• **Problem requirements**: Lay out everything from the line that contains "formatted like [61,54]." down to the last line as a Markdown table with the columns Row and Line, numbering each row and leaving out any blank lines.

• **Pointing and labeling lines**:

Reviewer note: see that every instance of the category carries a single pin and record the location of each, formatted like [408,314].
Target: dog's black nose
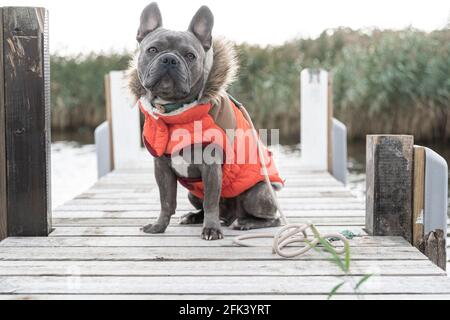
[169,60]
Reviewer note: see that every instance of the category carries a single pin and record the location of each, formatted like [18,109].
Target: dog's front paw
[154,228]
[195,217]
[212,234]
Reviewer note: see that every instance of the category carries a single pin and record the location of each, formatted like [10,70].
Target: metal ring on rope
[289,233]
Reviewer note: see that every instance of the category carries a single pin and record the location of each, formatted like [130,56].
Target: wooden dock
[97,250]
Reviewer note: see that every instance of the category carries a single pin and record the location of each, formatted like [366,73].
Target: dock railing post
[406,194]
[430,202]
[323,138]
[389,172]
[25,206]
[122,133]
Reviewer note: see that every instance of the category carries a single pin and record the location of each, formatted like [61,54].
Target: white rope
[289,233]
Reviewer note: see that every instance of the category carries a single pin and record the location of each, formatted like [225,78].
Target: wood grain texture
[3,160]
[435,248]
[27,107]
[210,285]
[389,177]
[418,197]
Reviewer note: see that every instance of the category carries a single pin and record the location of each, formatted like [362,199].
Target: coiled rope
[289,233]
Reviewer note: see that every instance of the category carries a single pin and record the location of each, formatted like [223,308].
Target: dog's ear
[201,26]
[150,21]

• **Worked solution**:
| Row | Line |
|---|---|
| 1 | Reviewer note: see that every instance of the category carries a single pin and record the location of each, formatted like [61,54]. |
| 2 | Target: white rope |
| 3 | [289,233] |
| 4 | Reviewer note: see that every instance of the category carries a single pin and record the location of each, formatted like [225,78]. |
| 5 | Target: wood grain texture |
| 6 | [3,160] |
| 7 | [435,248] |
| 8 | [27,107] |
| 9 | [210,285] |
| 10 | [389,177] |
| 11 | [418,197] |
| 12 | Reviewer note: see that every instance of the category carries a single pin and record the location of each, formatted like [362,199]. |
| 13 | Target: coiled rope |
| 14 | [289,233] |
| 15 | Reviewer note: see that every instance of the category carries a single pin and record the location of each, formatted like [223,308]. |
| 16 | Target: dog's ear |
| 17 | [201,26] |
| 18 | [150,21] |